** TASK DIRECTIONS **
Can you arrange every line of the items below as a numbered list, with blank lines and the pictures left out?

** EXERCISE INPUTS **
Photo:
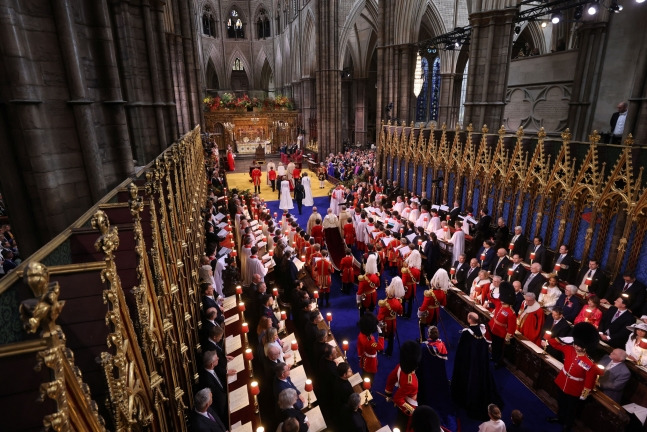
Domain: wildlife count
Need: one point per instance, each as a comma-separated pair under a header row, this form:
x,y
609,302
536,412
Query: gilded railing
x,y
142,245
537,182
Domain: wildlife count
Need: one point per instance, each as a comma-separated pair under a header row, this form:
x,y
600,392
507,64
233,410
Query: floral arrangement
x,y
230,101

** TASK ANSWER **
1. Photo:
2. Domain: wildlife count
3. Need: one point per instance, each as a comma-separated pair under a header row, this form:
4. x,y
5. 609,302
6. 536,412
7. Query: gilded railing
8. x,y
9. 142,245
10. 537,182
11. Domain: wildlife count
12. Need: one point per instance, each as a comma-separated pair under a header row, this form:
13. x,y
14. 600,392
15. 507,64
16. 233,410
17. Query: floral arrangement
18. x,y
19. 230,101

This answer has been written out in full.